EXERCISE DESCRIPTION:
According to the article on marketing talent, what did Shufen Goh say the industry as a whole lacked?

PROVIDED TEXT:
○ ○ ○
It comes as no surprise that marketing and advertising have had a difficult time attracting and retaining talent. In the US alone, graduates who get jobs with Facebook and Google draw in three times the salary compared with those in advertising and marketing. Meanwhile, the salary figures for those in finance and law rake in even higher, said Shufen Goh, co-founder and principal of R3, and president of IAS, following a study the IAS did.
So does this mean marketers should simply scrape for talent at the bottom of the barrel? Or can more be done to attract the brightest minds into the industry?
Money aside, Goh, who was speaking at Marketing’s The Marketing Talent Forum panel discussion, said this phenomenon was also because the industry as a whole lacked dynamic star CMOs.
“CMOs are critical in shaping the industry because the industry responds to the leadership of the client. CMOs need to take accountability of business and not shy away from attributing results to the marketing teams, and taking clear measures to let marketing be responsible for driving business outcomes. Only then will you see marketing getting a say at the table on long-term strategic solutions and growing as a field,” Goh said.
○ ○ ○
SOURCE DATA:
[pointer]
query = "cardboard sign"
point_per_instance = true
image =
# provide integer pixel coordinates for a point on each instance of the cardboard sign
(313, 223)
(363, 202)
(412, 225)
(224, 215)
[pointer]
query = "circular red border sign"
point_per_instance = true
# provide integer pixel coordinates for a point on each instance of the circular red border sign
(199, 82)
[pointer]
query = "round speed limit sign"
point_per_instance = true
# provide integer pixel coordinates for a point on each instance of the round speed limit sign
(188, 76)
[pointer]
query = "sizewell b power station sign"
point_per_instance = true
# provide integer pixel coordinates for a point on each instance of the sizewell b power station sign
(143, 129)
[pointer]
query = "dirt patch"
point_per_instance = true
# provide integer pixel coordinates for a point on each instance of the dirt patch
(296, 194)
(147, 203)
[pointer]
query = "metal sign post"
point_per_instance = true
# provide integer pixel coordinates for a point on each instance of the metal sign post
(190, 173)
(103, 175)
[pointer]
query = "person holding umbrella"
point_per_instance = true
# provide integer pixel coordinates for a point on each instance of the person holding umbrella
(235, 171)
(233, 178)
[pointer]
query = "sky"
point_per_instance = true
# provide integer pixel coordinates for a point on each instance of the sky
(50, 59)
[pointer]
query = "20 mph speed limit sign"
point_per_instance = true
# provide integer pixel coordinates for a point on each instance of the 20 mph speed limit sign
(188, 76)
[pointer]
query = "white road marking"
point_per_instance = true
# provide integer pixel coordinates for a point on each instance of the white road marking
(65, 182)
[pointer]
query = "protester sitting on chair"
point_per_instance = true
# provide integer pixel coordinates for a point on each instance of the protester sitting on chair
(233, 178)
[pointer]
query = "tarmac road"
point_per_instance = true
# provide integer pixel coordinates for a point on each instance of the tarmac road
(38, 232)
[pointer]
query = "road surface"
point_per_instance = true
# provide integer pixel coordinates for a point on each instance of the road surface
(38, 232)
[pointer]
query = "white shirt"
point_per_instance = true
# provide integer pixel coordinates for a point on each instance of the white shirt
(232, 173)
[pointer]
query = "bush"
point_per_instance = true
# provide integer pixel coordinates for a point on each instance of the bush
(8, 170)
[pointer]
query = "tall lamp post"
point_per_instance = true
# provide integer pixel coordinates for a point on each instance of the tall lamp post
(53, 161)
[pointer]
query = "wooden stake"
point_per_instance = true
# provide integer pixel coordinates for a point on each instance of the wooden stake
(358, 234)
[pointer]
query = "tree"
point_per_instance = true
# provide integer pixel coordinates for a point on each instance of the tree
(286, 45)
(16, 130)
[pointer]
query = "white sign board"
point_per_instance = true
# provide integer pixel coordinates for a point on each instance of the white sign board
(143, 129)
○ ○ ○
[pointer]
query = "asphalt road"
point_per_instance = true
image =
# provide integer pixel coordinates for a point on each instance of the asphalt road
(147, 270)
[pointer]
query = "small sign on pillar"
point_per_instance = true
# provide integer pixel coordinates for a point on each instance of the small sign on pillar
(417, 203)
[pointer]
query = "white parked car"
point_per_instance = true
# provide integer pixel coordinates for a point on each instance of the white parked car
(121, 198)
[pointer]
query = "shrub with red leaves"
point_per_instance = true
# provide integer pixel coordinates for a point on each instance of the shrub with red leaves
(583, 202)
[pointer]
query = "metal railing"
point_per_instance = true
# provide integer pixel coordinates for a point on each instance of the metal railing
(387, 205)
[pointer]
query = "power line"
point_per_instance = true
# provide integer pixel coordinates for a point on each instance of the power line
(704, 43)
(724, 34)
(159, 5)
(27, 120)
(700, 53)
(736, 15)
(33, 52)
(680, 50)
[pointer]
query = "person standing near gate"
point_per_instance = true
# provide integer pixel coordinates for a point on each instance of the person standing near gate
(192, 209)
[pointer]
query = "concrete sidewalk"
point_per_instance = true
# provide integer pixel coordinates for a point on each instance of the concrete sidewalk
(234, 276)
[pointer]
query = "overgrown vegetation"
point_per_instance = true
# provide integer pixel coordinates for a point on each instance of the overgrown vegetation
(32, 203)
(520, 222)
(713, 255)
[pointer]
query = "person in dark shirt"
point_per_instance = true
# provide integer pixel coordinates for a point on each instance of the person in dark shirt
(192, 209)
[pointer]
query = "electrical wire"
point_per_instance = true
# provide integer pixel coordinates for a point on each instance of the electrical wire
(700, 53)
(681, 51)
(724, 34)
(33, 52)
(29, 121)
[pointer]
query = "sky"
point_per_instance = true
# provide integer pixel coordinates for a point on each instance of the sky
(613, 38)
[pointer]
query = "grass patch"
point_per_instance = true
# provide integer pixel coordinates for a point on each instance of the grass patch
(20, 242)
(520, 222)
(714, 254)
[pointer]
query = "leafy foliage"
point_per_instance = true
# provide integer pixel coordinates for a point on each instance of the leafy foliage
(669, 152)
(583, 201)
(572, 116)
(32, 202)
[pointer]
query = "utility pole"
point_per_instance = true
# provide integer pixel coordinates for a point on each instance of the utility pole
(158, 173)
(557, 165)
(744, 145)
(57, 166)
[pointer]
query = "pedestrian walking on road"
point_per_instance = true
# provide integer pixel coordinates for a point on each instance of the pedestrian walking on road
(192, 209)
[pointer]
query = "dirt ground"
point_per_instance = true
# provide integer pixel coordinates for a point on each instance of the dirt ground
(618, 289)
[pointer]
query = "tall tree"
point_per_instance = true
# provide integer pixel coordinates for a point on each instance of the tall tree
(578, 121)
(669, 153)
○ ○ ○
WRITTEN SOLUTION:
Dynamic star CMOs.